Il premier Abe parla con i vicini per rilanciare la collaborazione. Si consolida l’idea che la Casa Bianca sia pronta al “sacrificio” di Seul o Tokyo piuttosto che una metropoli americana

Tokyo, dalla nostra inviata. Dopo il sesto test nucleare nordcoreano, che ha sorpreso i giapponesi all’ora di pranzo domenica, il giro di consultazioni internazionali ha trovato il suo quartier generale nella capitale giapponese. Da una parte ci sono i segnali contrastanti che Washington continua a inviare a Pyongyang, ma dall’altra c’è anche l’isolamento cui è sottoposta l’altra metà di questa guerra che per il momento è uno show di forze, la Corea del sud. Il presidente sudcoreano, Moon Jae-in, ha ancora pochissimo potere negoziale: Trump ha detto in un tweet che la presidenza sudcoreana sbaglia a insistere con il dialogo – un’apertura grazie alla quale, però, Moon è stato eletto dai suoi cittadini nel maggio scorso; e la Corea del sud subisce ancora l’ostracismo cinese per via dell’istallazione dello scudo antimissile americano Thaad sul suo territorio. Fino a poche settimane fa, l’impasse diplomatico riguardava anche il Giappone per via della questione mai chiarita delle “donne di conforto”.

   

Oggi però il premier giapponese, Shinzo Abe, ha avuto una conversazione telefonica di una ventina di minuti con Moon, durante la quale i due leader si sono trovati d’accordo su tutto: la Corea del nord viola le risoluzioni del Consiglio di sicurezza dell’Onu, è una grave minaccia per i nostri paesi, serve la collaborazione di tutti. Il ruolo cruciale di Seul è stato pressoché ignorato fin qui da Trump, che oggi non ha avuto alcun colloquio diretto con Moon. E’ stato il primo ministro giapponese, invece, ad aver avuto una lunga conversazione con la Casa Bianca e pure con il presidente russo, Vladimir Putin. Secondo l’Asahi Shimbun, a questo punto la paura di Tokyo è che la questione possa sfuggire di mano alla Casa Bianca, e che alle minacce Trump faccia seguire un’azione.

Blocco dati:
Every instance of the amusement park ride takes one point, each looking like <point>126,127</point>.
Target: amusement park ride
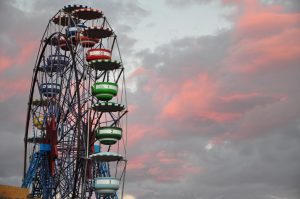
<point>75,136</point>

Consegna: Elenca tutti i capi di Stato o di governo che il testo fornito cita per nome.

Risposta:
- Shinzo Abe
- Moon Jae-in
- Trump
- Vladimir Putin